(Beginning of Dataset content)

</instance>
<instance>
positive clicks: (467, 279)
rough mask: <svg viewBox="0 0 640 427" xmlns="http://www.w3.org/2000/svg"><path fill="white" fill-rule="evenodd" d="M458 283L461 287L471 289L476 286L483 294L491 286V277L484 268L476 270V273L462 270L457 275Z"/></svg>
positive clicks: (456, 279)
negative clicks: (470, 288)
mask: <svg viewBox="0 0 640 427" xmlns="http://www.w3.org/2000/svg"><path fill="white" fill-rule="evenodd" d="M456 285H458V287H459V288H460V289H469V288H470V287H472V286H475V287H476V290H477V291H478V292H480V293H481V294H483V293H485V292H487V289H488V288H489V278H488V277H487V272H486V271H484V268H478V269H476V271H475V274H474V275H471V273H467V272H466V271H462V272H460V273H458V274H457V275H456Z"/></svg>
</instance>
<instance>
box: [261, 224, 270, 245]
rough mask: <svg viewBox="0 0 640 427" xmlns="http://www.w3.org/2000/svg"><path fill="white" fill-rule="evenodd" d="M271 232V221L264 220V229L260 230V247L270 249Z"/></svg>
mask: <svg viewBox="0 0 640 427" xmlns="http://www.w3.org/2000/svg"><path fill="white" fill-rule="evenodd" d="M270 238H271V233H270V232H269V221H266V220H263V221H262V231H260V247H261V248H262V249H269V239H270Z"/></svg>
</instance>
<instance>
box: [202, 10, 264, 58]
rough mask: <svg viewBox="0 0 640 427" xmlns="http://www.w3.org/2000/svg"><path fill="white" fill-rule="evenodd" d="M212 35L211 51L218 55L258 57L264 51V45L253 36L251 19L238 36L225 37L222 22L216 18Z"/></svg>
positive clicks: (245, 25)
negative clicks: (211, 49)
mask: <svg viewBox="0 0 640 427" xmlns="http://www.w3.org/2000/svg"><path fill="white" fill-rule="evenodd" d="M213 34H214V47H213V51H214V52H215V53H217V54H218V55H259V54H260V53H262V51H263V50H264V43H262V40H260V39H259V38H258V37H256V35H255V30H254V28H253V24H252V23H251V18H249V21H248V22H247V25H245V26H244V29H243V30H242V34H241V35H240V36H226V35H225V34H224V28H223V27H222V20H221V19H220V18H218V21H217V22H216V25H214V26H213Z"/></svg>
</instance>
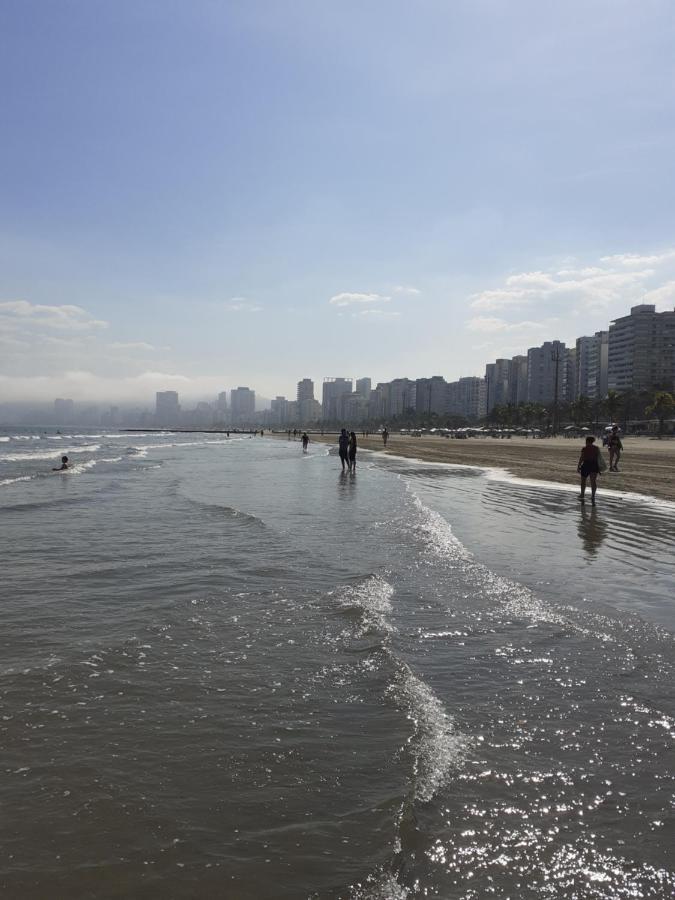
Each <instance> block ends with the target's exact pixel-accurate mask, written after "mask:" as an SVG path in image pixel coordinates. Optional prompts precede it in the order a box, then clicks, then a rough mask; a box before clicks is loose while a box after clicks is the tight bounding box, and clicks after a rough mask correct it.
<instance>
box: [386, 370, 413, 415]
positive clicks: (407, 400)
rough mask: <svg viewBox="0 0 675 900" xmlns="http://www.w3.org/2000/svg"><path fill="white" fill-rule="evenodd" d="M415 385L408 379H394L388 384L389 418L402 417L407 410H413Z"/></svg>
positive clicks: (404, 378)
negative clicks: (392, 380) (393, 416)
mask: <svg viewBox="0 0 675 900" xmlns="http://www.w3.org/2000/svg"><path fill="white" fill-rule="evenodd" d="M416 390H417V388H416V384H415V382H414V381H411V380H410V379H409V378H394V380H393V381H391V382H389V412H388V413H387V414H388V415H390V416H402V415H404V414H405V413H406V412H407V411H408V410H414V409H415V394H416Z"/></svg>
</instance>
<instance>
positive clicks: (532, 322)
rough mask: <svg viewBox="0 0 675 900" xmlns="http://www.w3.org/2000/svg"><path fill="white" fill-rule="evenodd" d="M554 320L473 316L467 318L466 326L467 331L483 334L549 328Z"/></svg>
mask: <svg viewBox="0 0 675 900" xmlns="http://www.w3.org/2000/svg"><path fill="white" fill-rule="evenodd" d="M556 321H557V320H556V319H547V320H546V321H544V322H532V321H528V320H526V321H524V322H507V321H505V320H504V319H499V318H497V317H490V316H475V317H474V318H473V319H469V321H468V322H467V323H466V327H467V328H468V329H469V331H478V332H481V333H483V334H497V333H503V332H509V331H525V332H533V331H543V330H544V329H546V328H550V327H551V326H552V325H554V324H555V322H556Z"/></svg>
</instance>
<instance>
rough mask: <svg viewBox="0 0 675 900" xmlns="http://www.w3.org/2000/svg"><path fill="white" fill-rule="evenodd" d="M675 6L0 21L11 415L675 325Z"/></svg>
mask: <svg viewBox="0 0 675 900" xmlns="http://www.w3.org/2000/svg"><path fill="white" fill-rule="evenodd" d="M674 101H675V6H673V4H672V2H671V0H642V2H640V3H635V2H633V0H630V2H624V0H567V2H565V3H561V4H553V3H541V0H536V2H534V0H533V2H530V0H452V2H448V0H417V2H416V3H410V2H407V0H406V2H399V0H357V2H353V0H340V2H337V0H336V2H333V0H320V2H317V0H237V2H227V0H190V2H185V0H180V2H177V0H115V2H113V3H109V2H103V0H60V2H58V3H55V2H53V0H3V3H2V4H0V104H1V105H0V109H1V110H2V126H3V127H2V139H1V140H0V401H16V400H22V401H26V400H42V399H46V400H49V399H51V398H53V397H55V396H68V397H73V398H74V399H76V400H80V399H81V400H84V399H87V400H91V399H96V400H111V401H114V400H128V401H131V400H133V401H139V402H145V401H148V402H150V401H152V399H153V397H154V392H155V391H156V390H163V389H174V390H178V391H179V392H180V393H181V395H182V396H183V397H194V398H196V399H203V398H207V399H208V398H210V397H214V396H215V394H216V393H217V392H218V391H221V390H230V389H231V388H233V387H236V386H238V385H249V386H251V387H253V388H255V389H256V390H257V391H258V393H259V394H262V395H264V396H268V397H272V396H276V395H277V394H283V395H286V396H288V397H293V396H294V395H295V386H296V383H297V381H298V380H300V379H301V378H304V377H310V378H313V379H314V380H315V382H316V383H317V394H318V396H319V397H320V383H321V380H322V379H323V377H324V376H344V377H362V376H370V377H371V378H372V379H373V382H374V383H375V382H376V381H385V380H390V379H391V378H394V377H409V378H417V377H423V376H428V375H444V376H445V377H446V378H447V379H448V380H454V379H456V378H458V377H460V376H463V375H477V374H482V373H483V372H484V367H485V364H486V363H487V362H490V361H491V360H494V359H495V358H497V357H499V356H511V355H514V354H516V353H521V352H523V351H526V350H527V348H528V347H531V346H536V345H537V344H540V343H541V342H542V341H544V340H550V339H556V338H557V339H561V340H565V341H567V342H573V341H574V340H575V338H576V337H578V336H580V335H583V334H592V333H593V332H594V331H597V330H599V329H601V328H606V327H607V326H608V323H609V322H610V321H611V319H612V318H614V317H616V316H618V315H625V314H627V313H628V311H629V309H630V306H631V305H634V304H635V303H639V302H650V303H656V304H657V307H658V308H659V309H672V308H673V307H674V306H675V221H674V216H675V179H673V173H672V160H673V159H675V116H674V115H673V113H674V111H675V110H674V107H675V102H674Z"/></svg>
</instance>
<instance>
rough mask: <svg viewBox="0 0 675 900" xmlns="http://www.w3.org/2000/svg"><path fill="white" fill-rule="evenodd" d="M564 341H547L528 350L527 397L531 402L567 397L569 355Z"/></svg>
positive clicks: (546, 400)
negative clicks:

(End of Dataset content)

▶ [Instructions for the task]: Lay out as a numbered list the lines from the beginning of the items through the line containing "positive clicks: (456, 279)", inclusive, omitting any blank lines.

▶ [Result of this task]:
1. </instance>
2. <instance>
3. positive clicks: (467, 279)
4. rough mask: <svg viewBox="0 0 640 427" xmlns="http://www.w3.org/2000/svg"><path fill="white" fill-rule="evenodd" d="M458 283L461 287L471 289L476 286L483 294L491 286V277L484 268L476 270V273L462 270L457 275Z"/></svg>
5. positive clicks: (456, 279)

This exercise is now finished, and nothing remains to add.